[Page text]
---+---
When I was younger I watched a movie with Sean Connery and Catherine Zeta-Jones called Entrapment.  There was a part in the film where they went to Kuala Lumpur to steal something from the Petronas Twin Towers.  The first time I laid eyes on that tower in the film, I knew that one day I wanted to see those towers in person.  Years later, my desire came true!

I landed at the KLIA 2 airport which was built specifically for Air Asia to accommodate their traffic needs.  While the airport itself is great, it is a bit far from central K.L.  Plenty of options are available however to get to the center of the City, including taxis, trains and buses.  The bus (cheapest option to the city) took about an hour to drop us off at the K.L. Sentral (that’s not a typo, that’s how they spell ‘Central’).  It was quite a scenic trip to the City and honestly I was surprised how hilly surrounding K.L. was.  From there, numerous trains and skyrails were available to take one to any corner of the city.

I had pre-booked (so unlike me, I know!) a little B&B about a kilometer from the towers called The Orange Pekoe for several nights while I awaited my next flight out to Indonesia.  While they did provide great directions on how to get to the B&B from K.L. Sentral, for some reason I ended up getting a little lost once on foot.  I’m just going to blame it on being shell-shocked after coming from a sleepy and chill city to the booming energy of K.L., and of course on the heat of the day as well!  Long story short, though I did wander in the wrong direction several times for about a half hour, I finally found my way (i.e. I stopped and asked for directions) to The Orange Pekoe.
---+---
[Prompt a] Pick out every line of the records that contains the word "navy", and copy each one in full.

[Coordinate labeling records]
---+---
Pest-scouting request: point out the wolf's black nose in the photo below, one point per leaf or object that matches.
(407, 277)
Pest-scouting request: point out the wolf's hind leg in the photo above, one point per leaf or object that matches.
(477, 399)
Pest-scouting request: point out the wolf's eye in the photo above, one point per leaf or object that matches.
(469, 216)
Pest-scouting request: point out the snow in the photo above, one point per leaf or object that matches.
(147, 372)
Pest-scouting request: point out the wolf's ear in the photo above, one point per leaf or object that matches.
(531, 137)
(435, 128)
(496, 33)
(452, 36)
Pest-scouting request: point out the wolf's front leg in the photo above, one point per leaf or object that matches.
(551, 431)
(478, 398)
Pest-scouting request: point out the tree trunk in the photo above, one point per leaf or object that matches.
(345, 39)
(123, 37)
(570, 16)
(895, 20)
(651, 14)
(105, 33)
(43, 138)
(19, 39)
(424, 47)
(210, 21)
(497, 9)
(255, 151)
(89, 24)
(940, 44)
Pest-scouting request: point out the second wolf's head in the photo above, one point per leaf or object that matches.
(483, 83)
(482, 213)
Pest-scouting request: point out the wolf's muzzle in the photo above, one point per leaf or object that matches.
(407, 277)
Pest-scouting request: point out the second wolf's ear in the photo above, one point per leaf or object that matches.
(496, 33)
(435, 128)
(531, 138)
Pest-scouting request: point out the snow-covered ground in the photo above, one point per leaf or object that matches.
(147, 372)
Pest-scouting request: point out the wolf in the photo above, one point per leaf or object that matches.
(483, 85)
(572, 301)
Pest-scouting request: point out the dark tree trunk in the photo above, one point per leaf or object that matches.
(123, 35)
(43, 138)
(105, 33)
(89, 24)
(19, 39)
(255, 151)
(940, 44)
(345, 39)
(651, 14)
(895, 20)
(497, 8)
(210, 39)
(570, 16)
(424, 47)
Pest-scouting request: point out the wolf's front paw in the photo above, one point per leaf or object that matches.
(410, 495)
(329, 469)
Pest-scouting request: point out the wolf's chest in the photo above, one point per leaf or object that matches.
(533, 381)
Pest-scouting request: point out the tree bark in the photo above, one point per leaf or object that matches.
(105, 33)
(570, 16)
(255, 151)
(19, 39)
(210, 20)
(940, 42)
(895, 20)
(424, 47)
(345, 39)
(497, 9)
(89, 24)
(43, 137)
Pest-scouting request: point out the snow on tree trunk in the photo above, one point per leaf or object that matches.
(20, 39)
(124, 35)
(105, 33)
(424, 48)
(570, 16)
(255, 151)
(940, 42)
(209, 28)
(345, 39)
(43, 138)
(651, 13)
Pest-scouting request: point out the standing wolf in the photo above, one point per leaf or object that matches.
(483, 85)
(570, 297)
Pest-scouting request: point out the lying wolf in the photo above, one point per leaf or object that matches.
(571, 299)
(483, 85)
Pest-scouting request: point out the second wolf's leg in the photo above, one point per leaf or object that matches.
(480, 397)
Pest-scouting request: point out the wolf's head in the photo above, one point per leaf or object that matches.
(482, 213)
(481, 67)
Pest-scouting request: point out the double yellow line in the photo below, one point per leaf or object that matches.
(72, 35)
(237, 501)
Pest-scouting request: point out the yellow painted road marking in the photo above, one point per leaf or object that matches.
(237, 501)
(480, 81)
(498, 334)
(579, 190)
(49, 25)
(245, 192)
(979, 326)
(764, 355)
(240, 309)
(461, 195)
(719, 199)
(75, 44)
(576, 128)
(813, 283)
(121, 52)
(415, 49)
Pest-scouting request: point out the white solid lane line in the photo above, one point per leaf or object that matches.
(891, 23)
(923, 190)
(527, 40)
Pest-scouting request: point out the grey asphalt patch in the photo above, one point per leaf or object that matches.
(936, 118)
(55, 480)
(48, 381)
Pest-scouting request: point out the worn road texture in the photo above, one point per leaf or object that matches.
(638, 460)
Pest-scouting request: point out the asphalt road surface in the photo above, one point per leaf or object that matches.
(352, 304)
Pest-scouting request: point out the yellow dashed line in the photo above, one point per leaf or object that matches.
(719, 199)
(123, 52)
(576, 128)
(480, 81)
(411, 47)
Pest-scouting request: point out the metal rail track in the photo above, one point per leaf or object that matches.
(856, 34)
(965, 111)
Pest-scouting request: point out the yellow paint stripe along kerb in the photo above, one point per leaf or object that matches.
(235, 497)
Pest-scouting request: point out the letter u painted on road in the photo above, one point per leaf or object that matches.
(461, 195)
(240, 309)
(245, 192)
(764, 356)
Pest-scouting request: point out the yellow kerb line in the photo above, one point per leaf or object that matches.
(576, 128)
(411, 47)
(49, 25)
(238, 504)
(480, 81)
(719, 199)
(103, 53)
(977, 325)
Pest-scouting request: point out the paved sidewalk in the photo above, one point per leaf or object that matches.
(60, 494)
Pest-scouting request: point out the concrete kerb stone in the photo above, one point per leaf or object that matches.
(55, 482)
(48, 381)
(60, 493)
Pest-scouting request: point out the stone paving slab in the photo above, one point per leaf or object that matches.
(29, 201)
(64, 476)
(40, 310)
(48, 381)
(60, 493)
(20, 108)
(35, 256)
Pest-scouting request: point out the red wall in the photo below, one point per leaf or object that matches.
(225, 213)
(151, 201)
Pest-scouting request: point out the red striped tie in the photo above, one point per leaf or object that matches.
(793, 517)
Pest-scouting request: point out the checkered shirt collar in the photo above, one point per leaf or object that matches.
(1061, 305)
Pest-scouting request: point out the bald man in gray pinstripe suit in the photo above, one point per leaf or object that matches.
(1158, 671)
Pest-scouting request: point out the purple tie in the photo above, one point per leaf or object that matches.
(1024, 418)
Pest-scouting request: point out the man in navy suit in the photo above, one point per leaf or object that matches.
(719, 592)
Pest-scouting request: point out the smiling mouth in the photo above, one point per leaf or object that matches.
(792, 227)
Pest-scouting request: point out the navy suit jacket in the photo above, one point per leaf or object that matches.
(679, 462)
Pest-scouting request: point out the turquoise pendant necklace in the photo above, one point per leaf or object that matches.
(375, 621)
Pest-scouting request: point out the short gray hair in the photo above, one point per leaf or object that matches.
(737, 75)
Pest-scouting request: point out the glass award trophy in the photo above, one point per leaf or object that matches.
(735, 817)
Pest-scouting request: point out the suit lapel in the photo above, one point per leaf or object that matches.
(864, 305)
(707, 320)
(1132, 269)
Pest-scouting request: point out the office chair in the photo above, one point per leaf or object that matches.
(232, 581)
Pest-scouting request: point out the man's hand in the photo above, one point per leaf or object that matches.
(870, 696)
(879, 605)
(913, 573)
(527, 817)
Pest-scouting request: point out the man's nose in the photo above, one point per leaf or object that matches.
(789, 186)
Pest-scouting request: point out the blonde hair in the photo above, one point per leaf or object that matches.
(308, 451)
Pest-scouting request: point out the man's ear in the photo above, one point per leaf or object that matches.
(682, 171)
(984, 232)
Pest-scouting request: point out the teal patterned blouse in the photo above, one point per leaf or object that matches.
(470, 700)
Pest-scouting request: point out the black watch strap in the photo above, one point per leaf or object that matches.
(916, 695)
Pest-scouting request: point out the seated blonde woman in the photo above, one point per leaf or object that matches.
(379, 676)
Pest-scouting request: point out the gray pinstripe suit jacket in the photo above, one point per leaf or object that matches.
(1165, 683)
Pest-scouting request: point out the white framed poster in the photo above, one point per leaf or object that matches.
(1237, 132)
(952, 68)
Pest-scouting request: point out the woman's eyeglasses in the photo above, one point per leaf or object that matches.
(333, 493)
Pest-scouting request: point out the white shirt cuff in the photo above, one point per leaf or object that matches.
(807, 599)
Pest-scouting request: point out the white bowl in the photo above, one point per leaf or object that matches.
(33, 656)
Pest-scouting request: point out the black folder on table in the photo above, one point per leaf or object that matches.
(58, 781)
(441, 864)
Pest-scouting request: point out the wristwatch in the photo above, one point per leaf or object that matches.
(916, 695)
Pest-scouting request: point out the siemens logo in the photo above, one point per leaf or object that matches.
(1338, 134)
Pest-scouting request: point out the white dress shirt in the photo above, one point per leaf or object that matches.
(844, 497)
---+---
[Prompt b] Write the next part of the Kuala Lumpur travel account, starting right after its final sentence.

[Exercise response a]
Pest-scouting request: point out the man in navy suit in the photo above, one point per leaf or object that matches.
Pest-scouting request: point out the navy suit jacket in the photo above, one point per leaf or object that matches.

[Exercise response b]
The B&B is located in a partly residential, partly small business street of K.L. and is so obscured that I probably never would have noticed it had I not been looking for it!  While the room was a teeny bit on the dirty side, the rest of the charms of the place made one feel at home.  The staff were really helpful and friendly, and the breakfasts, while basic, were filling and satiating.  Overall I couldn’t complain about the place at all, especially considering its distance from the Towers.  It was perhaps only a 300 meter walk to the covered skywalk that led directly into the heart of the Towers.

I felt like a kid in a candy store having finally arrived in K.L. and able to see the Towers up close and personal.  So needless to say, after quickly settling in to my room, I headed over directly to the skywalk to get to the Towers.  Let me give a warning now to all those who really enjoy finer shopping… If you aren’t looking to break the bank or ring up thousands in retail purchases on your credit card, LEAVE THEM AT HOME!!!  The lower floors of the Towers are essentially a gigantic mall filled with every top clothing/jewelry name in the industry!  From Gucci to Ferragamo, Tiffany’s and Bulgari, the 5 levels and endless hallways of the lower towers are a shoppers dream come true!  Dozens of delicious but top-dollar restaurants are also found there along with at least another dozen coffee shops, a huge food court and a movie theater!!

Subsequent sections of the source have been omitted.